(Stored items)
-- Opening Marker --
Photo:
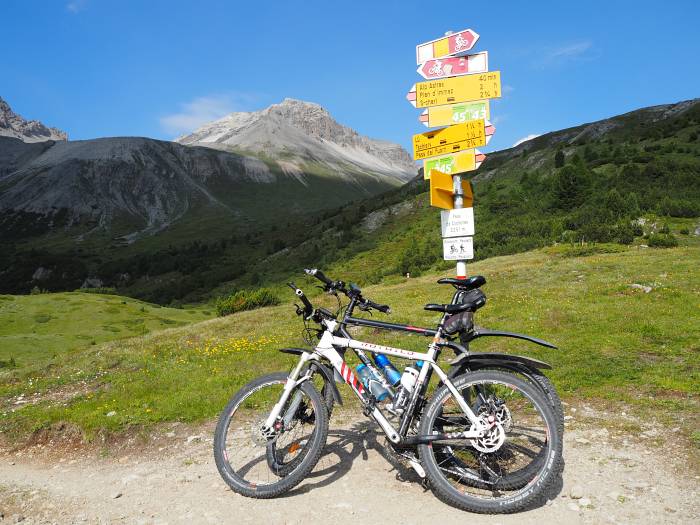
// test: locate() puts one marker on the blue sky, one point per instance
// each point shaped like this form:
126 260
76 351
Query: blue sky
159 68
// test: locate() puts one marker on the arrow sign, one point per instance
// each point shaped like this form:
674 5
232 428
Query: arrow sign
454 66
454 163
466 88
457 223
452 139
442 191
439 116
460 42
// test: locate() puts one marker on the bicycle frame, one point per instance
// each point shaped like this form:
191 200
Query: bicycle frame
327 349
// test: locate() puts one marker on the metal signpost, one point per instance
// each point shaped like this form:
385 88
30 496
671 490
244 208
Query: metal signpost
456 95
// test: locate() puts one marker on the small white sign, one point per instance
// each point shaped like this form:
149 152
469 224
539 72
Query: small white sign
458 248
457 223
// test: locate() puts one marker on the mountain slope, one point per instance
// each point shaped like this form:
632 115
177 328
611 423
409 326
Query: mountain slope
586 184
295 132
612 172
13 125
133 187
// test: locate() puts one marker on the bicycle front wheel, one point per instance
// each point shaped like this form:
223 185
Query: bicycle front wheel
241 449
508 468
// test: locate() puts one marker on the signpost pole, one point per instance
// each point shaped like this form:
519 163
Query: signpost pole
459 203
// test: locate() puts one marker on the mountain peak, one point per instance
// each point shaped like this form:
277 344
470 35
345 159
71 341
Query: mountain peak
13 125
298 131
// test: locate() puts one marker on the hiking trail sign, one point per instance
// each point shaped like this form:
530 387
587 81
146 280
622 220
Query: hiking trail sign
455 98
457 223
469 135
466 88
438 116
454 66
461 162
458 248
448 45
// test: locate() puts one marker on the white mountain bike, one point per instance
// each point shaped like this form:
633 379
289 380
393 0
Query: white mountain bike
487 441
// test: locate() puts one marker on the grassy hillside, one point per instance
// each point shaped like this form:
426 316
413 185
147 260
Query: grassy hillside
586 183
617 343
35 329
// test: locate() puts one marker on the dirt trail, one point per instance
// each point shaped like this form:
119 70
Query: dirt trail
174 480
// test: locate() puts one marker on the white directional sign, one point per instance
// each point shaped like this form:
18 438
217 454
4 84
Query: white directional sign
458 248
457 223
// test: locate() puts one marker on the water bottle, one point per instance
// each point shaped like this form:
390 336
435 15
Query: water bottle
392 375
409 378
371 382
407 383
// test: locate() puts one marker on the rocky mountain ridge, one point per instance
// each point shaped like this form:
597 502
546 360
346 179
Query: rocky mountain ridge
13 125
296 132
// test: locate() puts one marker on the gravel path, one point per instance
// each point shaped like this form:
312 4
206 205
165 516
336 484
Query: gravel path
173 479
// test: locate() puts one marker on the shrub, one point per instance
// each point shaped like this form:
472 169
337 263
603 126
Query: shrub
245 300
661 240
107 290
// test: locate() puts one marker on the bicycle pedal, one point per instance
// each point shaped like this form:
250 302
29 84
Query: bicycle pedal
417 467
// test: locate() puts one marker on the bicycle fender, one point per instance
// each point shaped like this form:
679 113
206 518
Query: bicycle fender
296 351
325 372
485 332
482 359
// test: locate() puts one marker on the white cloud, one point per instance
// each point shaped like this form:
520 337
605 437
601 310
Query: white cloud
565 53
570 50
197 112
75 6
525 139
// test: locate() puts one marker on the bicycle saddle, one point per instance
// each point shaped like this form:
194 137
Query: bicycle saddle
472 283
449 308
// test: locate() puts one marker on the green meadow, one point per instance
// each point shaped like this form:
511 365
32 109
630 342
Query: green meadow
618 346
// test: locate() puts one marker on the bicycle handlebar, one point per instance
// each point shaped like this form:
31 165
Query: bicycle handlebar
319 275
308 307
385 308
340 286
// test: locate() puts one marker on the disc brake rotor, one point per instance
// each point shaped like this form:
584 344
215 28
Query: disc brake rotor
492 439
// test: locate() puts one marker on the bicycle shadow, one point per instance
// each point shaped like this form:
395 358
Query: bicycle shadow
346 445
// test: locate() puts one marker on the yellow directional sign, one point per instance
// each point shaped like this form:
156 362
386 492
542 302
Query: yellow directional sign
469 135
456 89
442 191
439 116
454 163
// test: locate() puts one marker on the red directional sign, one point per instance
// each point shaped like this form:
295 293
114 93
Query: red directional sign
454 66
449 45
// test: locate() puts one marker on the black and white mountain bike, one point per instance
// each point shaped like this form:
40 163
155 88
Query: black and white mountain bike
488 438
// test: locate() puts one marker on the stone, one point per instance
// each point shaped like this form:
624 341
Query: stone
576 492
644 288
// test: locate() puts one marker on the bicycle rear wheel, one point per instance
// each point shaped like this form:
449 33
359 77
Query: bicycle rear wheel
511 466
241 450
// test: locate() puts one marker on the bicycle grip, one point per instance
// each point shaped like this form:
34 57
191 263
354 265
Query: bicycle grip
319 275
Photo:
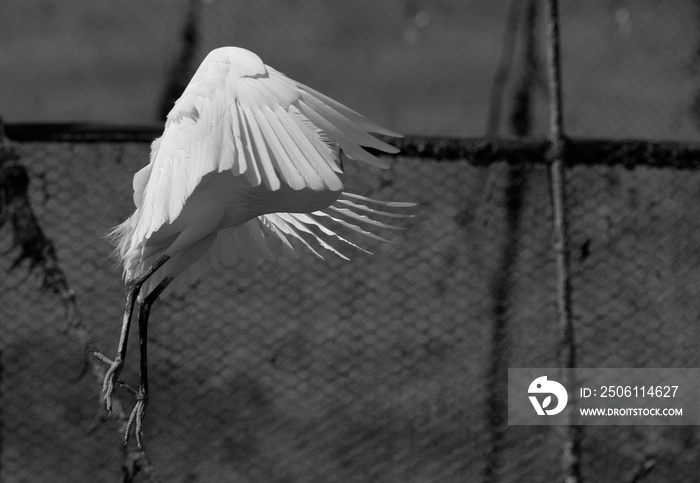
-- Closing Marker --
- [TASK GOAL]: Every entry above is to be transcribed exactly, with all pictures left out.

- [ANSWER]:
Photo:
// test: locate() puts one marker on the blue sky, one point per instance
// each point shaped like this form:
126 260
76 351
Query: blue sky
159 68
// test: locate() puts one marker on the arrow sign, one point per instance
// each point shaped like this form:
674 5
232 428
Query: arrow sign
454 66
454 163
466 88
457 223
452 139
442 191
439 116
460 42
// test: locate() puts one marker on the bicycle frame, one point per instance
// each point shaped like this form:
191 200
Query: bicycle frame
327 349
// test: locate() puts one marker on the metal signpost, one point per instance
// each point shaped like this form:
385 88
30 496
671 490
244 208
Query: metal signpost
456 95
// test: locate() puts one marker on the small white sign, one point per instance
// each point shaped like this form:
149 152
469 224
539 72
Query: small white sign
458 248
457 223
// test: locate() puts one marker on the mountain slope, one point per instance
// each point shaped like this form:
632 115
177 328
611 423
409 326
Query: mountain slope
586 184
295 132
612 172
13 125
133 187
// test: locate() puts one marker on the bicycle front wheel, one point per instance
// each point shaped like this form:
223 185
Query: bicycle front wheel
241 449
508 468
// test: locate() puts one marker on the signpost pole, one point per instance
// each point shaped like this form:
519 163
Query: signpost pole
459 203
// test: locate() puts one marker on the mountain peak, one point per instance
// each point shaped like this form:
277 344
470 35
345 159
71 341
Query: mountain peak
13 125
298 131
// test: locate() puts one marker on the hiking trail sign, one point per instance
// each point shaped like this form:
530 387
587 81
146 280
622 220
Query: hiking trail sign
455 98
457 223
469 135
466 88
438 116
454 66
461 162
458 248
448 45
// test: locate() puts one marker on the white mountain bike, one point per instance
// each point shaped like this form:
633 379
289 380
393 0
Query: white mountain bike
487 441
// test: locate() puts one marker on the grassy hillside, one point per instance
// each point shaped like this form:
426 316
413 185
147 260
Query: grassy hillside
586 183
617 343
35 329
// test: locate() puts one marker on the dirt trail, one point per instance
// each point shaped like this form:
119 70
Query: dirt trail
174 480
// test: locate() puts one marker on the white directional sign, one point per instance
// each point shaped like this form:
18 438
217 454
4 84
Query: white directional sign
458 248
457 223
// test: locate() puts one marker on the water bottle, one point per instance
// each point shaped like this form:
390 336
435 15
Query: water bottle
392 375
409 378
371 382
407 383
// test: locate() puts one marker on the rocky mountain ridge, one point per instance
// each point shaped like this form:
597 502
546 360
346 179
Query: rocky mountain ridge
13 125
296 132
// test: locate() puts one marker on the gravel path, one point per instance
// each point shaped like this form:
312 4
206 205
165 516
336 484
Query: gravel path
173 479
// test: locate() puts one marker on the shrub, one point per instance
// each point shaped like this form:
472 169
337 263
603 126
Query: shrub
245 300
661 240
107 290
// test: locate() puts one marker on the bicycle pedal, one point per instance
// each point shaped like this form:
250 302
29 84
Query: bicycle pedal
417 467
// test: locate() puts one marker on the bicycle fender, one point per instance
// each point shaped like this form:
679 113
206 518
Query: bicycle fender
296 351
325 372
485 332
482 359
// test: locate() puts one marker on the white cloud, one point per instance
// each point shaped like this form:
520 337
605 437
601 310
Query: white cloud
565 53
570 50
197 112
75 6
525 139
// test: locate() puts one marker on the bicycle saddle, one point per instance
// each point shaped like this form:
194 137
Query: bicycle saddle
472 283
449 308
// test: locate() puts one marker on the green meadow, one point per instance
// each point shaped like this form:
511 365
32 109
630 342
Query: green meadow
618 346
// test: locate() puts one marker on the bicycle handlebar, one point per instance
// each point shaped like this form:
31 165
Query: bicycle handlebar
319 275
308 307
385 308
340 286
// test: locate() puts one marker on the disc brake rotor, one point per instance
// each point shaped like this form:
584 344
215 28
Query: disc brake rotor
492 439
// test: locate() puts one marker on the bicycle shadow, one point per instance
// each point shaped like this form:
395 358
Query: bicycle shadow
346 445
// test: locate() puts one marker on the yellow directional sign, one point per instance
// each point shaped like this form:
156 362
386 492
542 302
Query: yellow directional sign
469 135
456 89
442 191
439 116
454 163
// test: locate() puts one marker on the red directional sign, one point per instance
// each point shaped like this form:
295 293
114 93
Query: red directional sign
454 66
449 45
// test: locate() puts one marker on the black and white mountain bike, one point per instance
// each point shaped like this form:
40 163
155 88
Query: black and white mountain bike
488 438
// test: locate() puts one marker on the stone, one point per instance
// each point shaped like this form:
624 341
Query: stone
576 492
644 288
// test: locate() puts one marker on the bicycle rear wheel, one point per instance
// each point shaped like this form:
449 33
359 77
Query: bicycle rear wheel
511 466
241 450
// test: locate() puts one marker on the bicycle grip, one point per instance
// each point shaped like this form:
34 57
191 263
354 265
Query: bicycle grip
319 275
Photo:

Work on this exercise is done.